▸ Supplied records
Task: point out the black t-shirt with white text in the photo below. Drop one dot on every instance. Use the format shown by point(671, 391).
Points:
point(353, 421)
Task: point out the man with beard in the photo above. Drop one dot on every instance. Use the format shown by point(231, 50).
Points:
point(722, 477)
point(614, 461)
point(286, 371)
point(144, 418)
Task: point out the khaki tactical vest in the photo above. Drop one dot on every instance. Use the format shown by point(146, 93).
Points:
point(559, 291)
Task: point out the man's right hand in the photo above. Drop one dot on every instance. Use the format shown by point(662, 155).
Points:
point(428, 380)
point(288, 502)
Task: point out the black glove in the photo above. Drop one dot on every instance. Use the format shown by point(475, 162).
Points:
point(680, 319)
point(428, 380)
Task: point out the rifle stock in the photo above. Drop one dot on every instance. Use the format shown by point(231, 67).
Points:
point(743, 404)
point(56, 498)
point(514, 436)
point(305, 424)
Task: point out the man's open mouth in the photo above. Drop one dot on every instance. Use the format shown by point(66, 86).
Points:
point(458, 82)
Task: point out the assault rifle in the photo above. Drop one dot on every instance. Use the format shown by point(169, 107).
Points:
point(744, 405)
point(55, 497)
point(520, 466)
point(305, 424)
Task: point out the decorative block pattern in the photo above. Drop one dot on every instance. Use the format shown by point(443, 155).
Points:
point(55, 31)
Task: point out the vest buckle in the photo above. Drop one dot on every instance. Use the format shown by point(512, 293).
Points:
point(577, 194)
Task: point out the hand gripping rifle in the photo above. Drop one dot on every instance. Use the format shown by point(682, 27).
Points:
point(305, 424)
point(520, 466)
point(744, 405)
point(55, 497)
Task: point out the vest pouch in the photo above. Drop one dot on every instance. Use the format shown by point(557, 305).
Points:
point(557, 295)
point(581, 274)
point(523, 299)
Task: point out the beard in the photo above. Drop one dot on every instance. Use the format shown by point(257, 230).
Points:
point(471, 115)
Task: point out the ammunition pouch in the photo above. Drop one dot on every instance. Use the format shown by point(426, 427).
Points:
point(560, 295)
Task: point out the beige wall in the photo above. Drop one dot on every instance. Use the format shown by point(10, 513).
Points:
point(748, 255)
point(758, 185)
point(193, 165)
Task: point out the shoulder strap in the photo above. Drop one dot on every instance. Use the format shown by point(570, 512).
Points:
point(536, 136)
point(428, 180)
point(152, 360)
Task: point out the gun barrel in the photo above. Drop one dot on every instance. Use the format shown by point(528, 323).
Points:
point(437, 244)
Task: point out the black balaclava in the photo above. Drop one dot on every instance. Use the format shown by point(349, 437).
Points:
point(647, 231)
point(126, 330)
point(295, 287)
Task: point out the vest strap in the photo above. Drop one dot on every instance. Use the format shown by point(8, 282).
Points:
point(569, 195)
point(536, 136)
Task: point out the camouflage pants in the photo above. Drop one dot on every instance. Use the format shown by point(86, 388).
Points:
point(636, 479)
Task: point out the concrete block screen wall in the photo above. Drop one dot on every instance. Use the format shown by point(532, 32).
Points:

▸ The request
Reproduce every one of the records above word for word, keeping each line as it appears.

▸ Result
Task: point out the black t-shirt with white text in the photo below. Drop one dot on every instance. Use the format shown by point(671, 391).
Points:
point(353, 421)
Task: point out the man with beard in the photo above. Drop one dot on every instance. Use the format shown by point(231, 50).
Points:
point(722, 477)
point(614, 461)
point(286, 371)
point(144, 418)
Task: point out the khaki tactical vest in the photo above. Drop one dot on every instance. Use the format shown by point(146, 93).
Points:
point(559, 291)
Task: point out the man's right hand in the photo above. Drop one dot on every instance. Use the format shown by point(662, 155).
Points:
point(428, 380)
point(288, 502)
Task: point out the black glove in the photo above. Drop one dot on every instance. Use the format shown by point(475, 162).
Points:
point(680, 319)
point(428, 380)
Task: point out the rifle stock in the photo above. Drop one dot on every instance. Use the format shown by point(231, 67).
Points:
point(743, 404)
point(56, 498)
point(514, 436)
point(305, 424)
Task: point out the man's open mouth in the photo above. Drop one dot on every instance. Use the format shown by point(66, 86).
Points:
point(458, 82)
Task: point out the assault rifle in the photo above. Drop one dot on every instance. Use the format shown by point(169, 107).
Points:
point(744, 405)
point(55, 497)
point(520, 466)
point(305, 424)
Task: point out the decorative block pattern in the photo above. Drop one dot on every instance. Use the format shown by point(443, 155).
Points:
point(55, 31)
Task: point out the vest buckle in the photo above. Drop one dot on every instance. Use the format shown by point(512, 293).
Points:
point(577, 194)
Task: point out the hand gripping rifle in the photo above. Drop one dot on every instance. Use the format shown by point(682, 27).
Points:
point(305, 424)
point(520, 466)
point(744, 405)
point(55, 497)
Task: point out the vest pouch in the photo above. Drop one dot on every instance. Use the format shown by point(557, 305).
Points:
point(557, 295)
point(581, 274)
point(523, 299)
Task: point out the beard in the photo above. Drop one dot on every instance. Use the format shown by point(257, 230).
Points:
point(471, 115)
Task: point out the ammunition pouch in the photo above. Drop one dot on every instance. Use the format shown by point(426, 427).
Points:
point(560, 295)
Task: point out the beige wall in the photo above. Drop one dot on every instance. Use the format shown by point(10, 513).
Points:
point(748, 255)
point(758, 185)
point(193, 165)
Task: point out the shoulder strap in the photo above. Drop one dot on every instance. Use the format shown by point(570, 512).
Points:
point(536, 136)
point(428, 180)
point(152, 360)
Task: point out the gun barrel in the photo above. Drop one dot on every instance. Use the format shown by point(528, 323).
Points:
point(437, 244)
Task: point out the black balaclava in the photo above. Drop one dot on every instance. Use the format shown by point(349, 437).
Points:
point(647, 231)
point(126, 330)
point(295, 287)
Task: point out the vest strap in the photo above. Drop one dot on every instance. Use the format shown by point(8, 282).
Points:
point(569, 195)
point(536, 136)
Task: point out the camouflage pants in the photo above. Drop one dot on every instance. Use the format shown by point(86, 388).
Points:
point(636, 479)
Task: point out the concrete block screen wall in the photo above. Drop one dot on every instance. Use the format shown by point(532, 32).
Points:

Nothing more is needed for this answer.